Format all of the material below as a two-column CSV headed text and answer. Each row should hold one instruction and the answer that follows it, each in a single quoted field with line breaks replaced by spaces.

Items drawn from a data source
========
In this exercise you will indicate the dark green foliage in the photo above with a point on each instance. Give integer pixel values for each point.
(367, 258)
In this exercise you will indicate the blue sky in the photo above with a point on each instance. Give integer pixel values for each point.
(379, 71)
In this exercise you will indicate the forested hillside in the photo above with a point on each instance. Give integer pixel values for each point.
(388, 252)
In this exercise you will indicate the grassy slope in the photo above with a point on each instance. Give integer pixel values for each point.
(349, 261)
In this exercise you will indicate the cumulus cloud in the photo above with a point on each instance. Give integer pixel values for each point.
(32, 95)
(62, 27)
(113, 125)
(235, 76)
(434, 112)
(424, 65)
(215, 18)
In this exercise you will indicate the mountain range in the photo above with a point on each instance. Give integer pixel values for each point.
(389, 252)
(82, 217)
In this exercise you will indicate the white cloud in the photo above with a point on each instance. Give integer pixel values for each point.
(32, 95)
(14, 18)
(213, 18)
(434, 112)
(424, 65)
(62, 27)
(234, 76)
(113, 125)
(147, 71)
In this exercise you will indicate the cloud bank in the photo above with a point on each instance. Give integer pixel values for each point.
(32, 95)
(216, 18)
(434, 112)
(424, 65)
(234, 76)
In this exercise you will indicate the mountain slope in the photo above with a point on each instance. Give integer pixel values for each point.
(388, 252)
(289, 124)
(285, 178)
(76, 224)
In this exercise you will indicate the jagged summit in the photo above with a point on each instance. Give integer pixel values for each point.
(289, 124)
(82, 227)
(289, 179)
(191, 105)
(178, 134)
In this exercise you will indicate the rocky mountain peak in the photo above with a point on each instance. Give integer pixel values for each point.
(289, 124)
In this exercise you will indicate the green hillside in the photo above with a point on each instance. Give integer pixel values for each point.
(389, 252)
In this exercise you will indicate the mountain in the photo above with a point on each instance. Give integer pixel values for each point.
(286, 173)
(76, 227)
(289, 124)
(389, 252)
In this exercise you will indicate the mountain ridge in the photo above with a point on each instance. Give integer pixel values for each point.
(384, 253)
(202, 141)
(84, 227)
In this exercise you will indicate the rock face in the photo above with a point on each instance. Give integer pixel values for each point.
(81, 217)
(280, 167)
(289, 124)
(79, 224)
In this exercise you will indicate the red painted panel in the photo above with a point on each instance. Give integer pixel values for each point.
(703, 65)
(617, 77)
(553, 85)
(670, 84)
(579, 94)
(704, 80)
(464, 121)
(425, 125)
========
- Output for this exercise -
text,answer
"In this exercise you will indicate the dark green foliage in the photo above with a point on each instance. Give integer pixel values for each point.","(367, 258)"
"In this exercise you will indicate the blue sky in the photo above with a point on each instance. Give integer pixel values for each point.","(379, 71)"
"In this exercise you will indicate the forested hillside in the photo above with a point on each instance. Give integer pixel values for each point.","(388, 252)"
"In this exercise you will indicate the grassy slope in the photo above with a point on each instance. Give integer pixel values for each point.","(349, 261)"
"In this exercise you will indicate the cumulus cloud in the photo above with a point on each instance. Give integer pixel values for each point.","(32, 95) (62, 27) (113, 125) (235, 76) (434, 112) (424, 65) (215, 18)"
"In this exercise you will indicate the mountain range in the photo above with a point on each instance. Give integer pixel values for each point.","(389, 252) (82, 217)"
"In this exercise you will indicate the white cloud in the photo above with a point on each instance. Give integer pixel values for each point.","(32, 95) (14, 18) (213, 18) (434, 112) (424, 65) (62, 27) (234, 76) (113, 125) (147, 71)"
"In this exercise you will indicate the cloud bank in the photo above with a point on each instance. Give integer pixel values for each point.","(32, 95) (216, 18) (434, 112) (424, 65) (234, 76)"
"In this exercise you will indicate the mountain slope in the photo above with a point on each instance. Give integer pixel values for each point.","(388, 252) (289, 124) (285, 178) (76, 224)"
"In this exercise you will indicate the jagged summit in the photo above with a point on each instance. Give integer pixel values for each point.","(289, 124) (82, 227) (289, 179) (191, 105) (178, 134)"
"In this exercise you will indicate the rocky mountain peak in the photo above with a point on each instance. Give integer pixel values for each point.","(289, 124)"
"In this exercise you will indicate the green hillside in the photo above with a point on each instance. Give integer pixel values for each point.","(389, 252)"
"In this exercise you will indicate the mountain in the photo above with a point on each instance. Give integer pixel values for each point.","(286, 173) (76, 227) (289, 124) (389, 252)"
"In this exercise you will indicate the mountain ridge in the photo above with a point on each instance. Give integer pixel values for each point.","(384, 253) (202, 141) (84, 227)"
"In this exercise you will indicate the rock face in the photo above with a point on each instance. Give integer pixel values for each point.","(81, 217) (280, 167) (289, 124) (79, 224)"
"In this exercise you will indicate the red painted panel in the photo above with a point on each instance. Give integer pixel values for each point.","(703, 65) (617, 77) (553, 85) (670, 84) (579, 94) (704, 80) (464, 121) (425, 125)"